TASK PROMPT
Could you copy every one of the entries below character for character, changing nothing?
- - -
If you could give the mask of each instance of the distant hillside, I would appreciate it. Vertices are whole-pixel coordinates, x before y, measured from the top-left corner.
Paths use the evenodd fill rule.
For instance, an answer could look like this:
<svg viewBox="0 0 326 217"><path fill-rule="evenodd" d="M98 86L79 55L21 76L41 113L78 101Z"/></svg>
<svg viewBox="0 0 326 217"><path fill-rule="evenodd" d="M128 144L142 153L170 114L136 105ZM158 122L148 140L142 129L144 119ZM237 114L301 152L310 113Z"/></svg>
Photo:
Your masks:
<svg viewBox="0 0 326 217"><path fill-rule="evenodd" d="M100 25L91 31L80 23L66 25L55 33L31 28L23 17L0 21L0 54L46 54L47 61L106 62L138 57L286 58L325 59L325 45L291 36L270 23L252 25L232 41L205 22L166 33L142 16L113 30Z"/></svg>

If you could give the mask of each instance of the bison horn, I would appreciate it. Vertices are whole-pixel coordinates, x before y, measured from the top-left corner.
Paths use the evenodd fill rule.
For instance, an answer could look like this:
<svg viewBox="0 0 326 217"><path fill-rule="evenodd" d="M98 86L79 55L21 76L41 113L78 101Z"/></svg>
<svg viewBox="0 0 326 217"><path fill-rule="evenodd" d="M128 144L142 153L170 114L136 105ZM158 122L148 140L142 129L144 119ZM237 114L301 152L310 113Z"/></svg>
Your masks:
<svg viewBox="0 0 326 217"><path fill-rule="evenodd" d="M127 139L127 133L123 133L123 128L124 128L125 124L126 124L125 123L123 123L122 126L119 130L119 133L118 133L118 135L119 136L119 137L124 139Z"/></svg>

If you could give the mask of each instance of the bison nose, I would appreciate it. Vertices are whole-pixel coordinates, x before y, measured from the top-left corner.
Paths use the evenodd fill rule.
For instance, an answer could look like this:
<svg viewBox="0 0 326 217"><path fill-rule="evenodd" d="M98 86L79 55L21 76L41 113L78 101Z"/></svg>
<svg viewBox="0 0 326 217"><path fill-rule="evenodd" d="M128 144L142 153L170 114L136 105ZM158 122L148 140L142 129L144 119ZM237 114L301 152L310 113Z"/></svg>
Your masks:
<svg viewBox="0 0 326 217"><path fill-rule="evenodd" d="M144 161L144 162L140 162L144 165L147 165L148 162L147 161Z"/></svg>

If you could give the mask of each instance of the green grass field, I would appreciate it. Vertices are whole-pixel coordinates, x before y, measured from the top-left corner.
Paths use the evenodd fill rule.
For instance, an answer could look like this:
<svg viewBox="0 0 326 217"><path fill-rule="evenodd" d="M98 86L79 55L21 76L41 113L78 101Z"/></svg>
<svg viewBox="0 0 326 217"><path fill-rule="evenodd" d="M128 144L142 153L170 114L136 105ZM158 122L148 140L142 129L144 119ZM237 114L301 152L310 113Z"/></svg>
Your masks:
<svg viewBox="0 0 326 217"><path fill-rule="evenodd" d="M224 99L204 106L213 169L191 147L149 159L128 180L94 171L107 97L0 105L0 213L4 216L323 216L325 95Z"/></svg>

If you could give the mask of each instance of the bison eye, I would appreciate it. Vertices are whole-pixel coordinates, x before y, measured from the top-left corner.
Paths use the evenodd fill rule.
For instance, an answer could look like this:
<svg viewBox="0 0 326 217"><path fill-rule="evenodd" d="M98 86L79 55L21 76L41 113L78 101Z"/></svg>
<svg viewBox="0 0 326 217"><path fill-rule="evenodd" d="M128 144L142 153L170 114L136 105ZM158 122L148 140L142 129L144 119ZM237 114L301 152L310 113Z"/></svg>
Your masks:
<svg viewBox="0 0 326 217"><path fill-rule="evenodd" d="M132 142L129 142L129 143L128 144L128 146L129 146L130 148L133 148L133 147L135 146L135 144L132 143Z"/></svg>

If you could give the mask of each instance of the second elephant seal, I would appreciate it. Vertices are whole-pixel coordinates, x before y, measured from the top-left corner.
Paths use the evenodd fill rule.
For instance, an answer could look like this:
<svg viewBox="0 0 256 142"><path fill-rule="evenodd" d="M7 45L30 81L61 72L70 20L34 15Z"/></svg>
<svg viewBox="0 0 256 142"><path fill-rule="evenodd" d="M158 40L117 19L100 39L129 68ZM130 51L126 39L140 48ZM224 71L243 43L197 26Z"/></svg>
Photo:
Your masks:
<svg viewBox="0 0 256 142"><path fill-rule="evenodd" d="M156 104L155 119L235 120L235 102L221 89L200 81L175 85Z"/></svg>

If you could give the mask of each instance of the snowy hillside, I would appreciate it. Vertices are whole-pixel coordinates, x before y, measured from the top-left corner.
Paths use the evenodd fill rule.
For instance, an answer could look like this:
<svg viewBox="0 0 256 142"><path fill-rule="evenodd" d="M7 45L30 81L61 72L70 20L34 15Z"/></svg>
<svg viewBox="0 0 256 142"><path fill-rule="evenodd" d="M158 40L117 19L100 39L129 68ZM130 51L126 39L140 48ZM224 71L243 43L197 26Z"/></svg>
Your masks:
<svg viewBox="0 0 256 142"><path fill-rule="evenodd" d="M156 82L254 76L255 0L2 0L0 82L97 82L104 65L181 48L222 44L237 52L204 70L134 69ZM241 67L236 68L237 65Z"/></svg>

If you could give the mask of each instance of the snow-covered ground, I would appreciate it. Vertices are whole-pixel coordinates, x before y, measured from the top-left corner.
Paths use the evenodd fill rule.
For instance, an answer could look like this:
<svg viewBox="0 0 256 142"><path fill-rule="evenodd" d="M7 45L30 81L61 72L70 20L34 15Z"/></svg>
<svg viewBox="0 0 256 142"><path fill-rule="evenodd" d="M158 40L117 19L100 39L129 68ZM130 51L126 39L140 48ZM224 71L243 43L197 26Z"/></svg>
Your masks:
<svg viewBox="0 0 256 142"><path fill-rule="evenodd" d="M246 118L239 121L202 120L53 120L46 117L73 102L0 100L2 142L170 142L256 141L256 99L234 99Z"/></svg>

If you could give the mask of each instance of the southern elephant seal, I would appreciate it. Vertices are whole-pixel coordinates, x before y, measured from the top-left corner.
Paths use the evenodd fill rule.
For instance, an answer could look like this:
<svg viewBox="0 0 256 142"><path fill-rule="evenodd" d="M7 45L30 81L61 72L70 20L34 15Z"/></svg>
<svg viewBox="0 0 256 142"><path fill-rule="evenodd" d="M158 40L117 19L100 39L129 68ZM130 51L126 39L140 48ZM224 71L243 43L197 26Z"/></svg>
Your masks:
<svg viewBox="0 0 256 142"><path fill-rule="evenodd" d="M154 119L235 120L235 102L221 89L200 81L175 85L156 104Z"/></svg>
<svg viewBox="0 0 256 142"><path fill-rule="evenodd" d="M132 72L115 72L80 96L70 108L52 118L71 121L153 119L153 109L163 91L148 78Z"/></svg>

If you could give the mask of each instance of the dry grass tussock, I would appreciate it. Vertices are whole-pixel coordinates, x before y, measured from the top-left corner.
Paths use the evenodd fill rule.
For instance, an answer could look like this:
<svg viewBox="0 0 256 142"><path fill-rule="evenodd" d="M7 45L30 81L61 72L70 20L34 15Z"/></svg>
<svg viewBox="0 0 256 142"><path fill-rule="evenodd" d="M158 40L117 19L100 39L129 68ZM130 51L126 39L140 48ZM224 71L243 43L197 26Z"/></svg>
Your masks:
- - -
TASK RESPONSE
If you could give the mask of each instance of the distant hillside, I would appreciate it. Vertices are whole-pixel coordinates, x before y, measured from the top-left corner.
Paths use the evenodd fill rule.
For instance, an answer could look like this:
<svg viewBox="0 0 326 217"><path fill-rule="evenodd" d="M98 86L79 55L21 76L41 113L78 101Z"/></svg>
<svg viewBox="0 0 326 217"><path fill-rule="evenodd" d="M128 144L142 153L170 114L136 105ZM158 122L148 140L142 129L144 119ZM237 114L301 152L310 113Z"/></svg>
Photo:
Your masks:
<svg viewBox="0 0 326 217"><path fill-rule="evenodd" d="M100 25L91 31L80 23L66 25L55 33L31 28L23 17L0 21L0 54L46 54L47 61L106 62L138 57L286 58L325 59L325 45L291 36L270 23L252 25L232 41L205 22L166 33L142 16L113 30Z"/></svg>

If you could give the mask of each instance of the bison horn, I would appreciate it. Vertices are whole-pixel coordinates, x before y, measured from the top-left corner.
Paths use the evenodd fill rule.
For instance, an answer could look like this:
<svg viewBox="0 0 326 217"><path fill-rule="evenodd" d="M98 86L79 55L21 76L41 113L78 101Z"/></svg>
<svg viewBox="0 0 326 217"><path fill-rule="evenodd" d="M128 144L142 153L170 114L136 105ZM158 122L148 140L142 129L144 119ZM237 114L301 152L310 113Z"/></svg>
Your masks:
<svg viewBox="0 0 326 217"><path fill-rule="evenodd" d="M127 139L127 133L123 133L123 128L124 128L125 124L126 124L125 123L123 123L122 126L119 130L119 133L118 133L118 135L119 136L119 137L124 139Z"/></svg>

If you could give the mask of each instance of the bison nose, I would appreciate it. Vertices are whole-pixel coordinates, x before y, measured from the top-left corner.
Paths use the evenodd fill rule.
For instance, an answer could look like this:
<svg viewBox="0 0 326 217"><path fill-rule="evenodd" d="M98 86L79 55L21 76L41 113L78 101Z"/></svg>
<svg viewBox="0 0 326 217"><path fill-rule="evenodd" d="M128 144L142 153L170 114L136 105ZM158 122L148 140L142 129L144 119ZM237 114L301 152L310 113Z"/></svg>
Your masks:
<svg viewBox="0 0 326 217"><path fill-rule="evenodd" d="M144 161L144 162L140 162L144 165L147 165L148 162L147 161Z"/></svg>

If you could give the mask of each instance of the green grass field, I would appreciate it. Vertices are whole-pixel coordinates, x before y, measured from the top-left corner.
Paths use the evenodd fill rule.
For instance, an answer could look like this:
<svg viewBox="0 0 326 217"><path fill-rule="evenodd" d="M98 86L79 55L21 76L41 113L78 101Z"/></svg>
<svg viewBox="0 0 326 217"><path fill-rule="evenodd" d="M128 144L142 153L170 114L136 105ZM158 122L148 140L142 129L144 119ZM237 114L301 152L310 113Z"/></svg>
Your masks:
<svg viewBox="0 0 326 217"><path fill-rule="evenodd" d="M224 99L204 106L213 169L191 147L149 159L128 180L94 171L107 97L0 105L0 213L4 216L323 216L325 95Z"/></svg>

If you could give the mask of each instance of the bison eye, I would appreciate it. Vertices are whole-pixel coordinates, x before y, measured from the top-left corner.
Paths use the evenodd fill rule.
For instance, an answer could look like this:
<svg viewBox="0 0 326 217"><path fill-rule="evenodd" d="M98 86L79 55L21 76L41 113L78 101Z"/></svg>
<svg viewBox="0 0 326 217"><path fill-rule="evenodd" d="M128 144L142 153L170 114L136 105ZM158 122L148 140L142 129L144 119ZM237 114L301 152L310 113Z"/></svg>
Your masks:
<svg viewBox="0 0 326 217"><path fill-rule="evenodd" d="M132 142L129 142L129 143L128 144L128 146L129 146L130 148L133 148L133 147L135 146L135 144L132 143Z"/></svg>

If you could give the mask of each instance of the second elephant seal, I would appreciate it. Vertices are whole-pixel coordinates, x before y, measured from the top-left corner.
Paths use the evenodd fill rule.
For instance, an answer could look like this:
<svg viewBox="0 0 256 142"><path fill-rule="evenodd" d="M7 45L30 81L61 72L70 20L34 15Z"/></svg>
<svg viewBox="0 0 256 142"><path fill-rule="evenodd" d="M158 40L117 19L100 39L129 68ZM130 51L126 39L140 48ZM224 71L243 43L197 26Z"/></svg>
Photo:
Your masks:
<svg viewBox="0 0 256 142"><path fill-rule="evenodd" d="M156 104L155 119L235 120L235 102L221 89L200 81L175 85Z"/></svg>

If you could give the mask of each instance of the snowy hillside, I would appreciate it. Vertices are whole-pixel coordinates, x before y, measured from the top-left corner.
Paths use the evenodd fill rule.
For instance, an answer could look like this:
<svg viewBox="0 0 256 142"><path fill-rule="evenodd" d="M7 45L30 81L61 72L70 20L34 15Z"/></svg>
<svg viewBox="0 0 256 142"><path fill-rule="evenodd" d="M158 40L117 19L100 39L129 68ZM130 51L126 39L140 48ZM224 71L243 43L197 26Z"/></svg>
Your masks:
<svg viewBox="0 0 256 142"><path fill-rule="evenodd" d="M156 82L254 76L255 0L2 0L0 82L97 82L104 65L181 48L222 44L237 52L204 70L134 69ZM241 67L236 68L237 65Z"/></svg>

If you could give the mask of each instance of the snow-covered ground, I would appreciate it. Vertices are whole-pixel coordinates, x before y, measured from the top-left corner.
Paths use the evenodd fill rule.
For instance, an answer could look like this:
<svg viewBox="0 0 256 142"><path fill-rule="evenodd" d="M7 45L30 81L61 72L70 20L34 15Z"/></svg>
<svg viewBox="0 0 256 142"><path fill-rule="evenodd" d="M158 40L117 19L100 39L129 68ZM130 51L126 39L140 48ZM224 71L243 43L197 26Z"/></svg>
Your masks:
<svg viewBox="0 0 256 142"><path fill-rule="evenodd" d="M246 118L239 121L202 120L53 120L46 117L73 102L0 100L2 142L170 142L256 141L256 99L234 99Z"/></svg>

If you could give the mask of each instance of the southern elephant seal, I would appreciate it. Vertices are whole-pixel coordinates, x before y, measured from the top-left corner.
Paths use the evenodd fill rule.
For instance, an answer could look like this:
<svg viewBox="0 0 256 142"><path fill-rule="evenodd" d="M7 45L30 81L61 72L70 20L34 15Z"/></svg>
<svg viewBox="0 0 256 142"><path fill-rule="evenodd" d="M158 40L117 19L100 39L129 68ZM130 51L126 39L140 48ZM224 71L243 43L197 26Z"/></svg>
Your masks:
<svg viewBox="0 0 256 142"><path fill-rule="evenodd" d="M154 119L235 120L235 102L221 89L200 81L175 85L156 104Z"/></svg>
<svg viewBox="0 0 256 142"><path fill-rule="evenodd" d="M132 72L115 72L80 96L70 108L52 118L71 121L153 119L153 109L163 91L148 78Z"/></svg>

If you could give the mask of each instance of the dry grass tussock, I would appreciate it. Vertices are whole-pixel coordinates, x before y, measured from the top-left corner.
Paths use the evenodd fill rule.
For instance, an answer could look like this:
<svg viewBox="0 0 256 142"><path fill-rule="evenodd" d="M7 45L30 81L61 72L70 20L34 15Z"/></svg>
<svg viewBox="0 0 256 142"><path fill-rule="evenodd" d="M158 40L117 19L100 39L129 68ZM130 51L126 39L140 48ZM224 71L243 43L197 26Z"/></svg>
Your masks:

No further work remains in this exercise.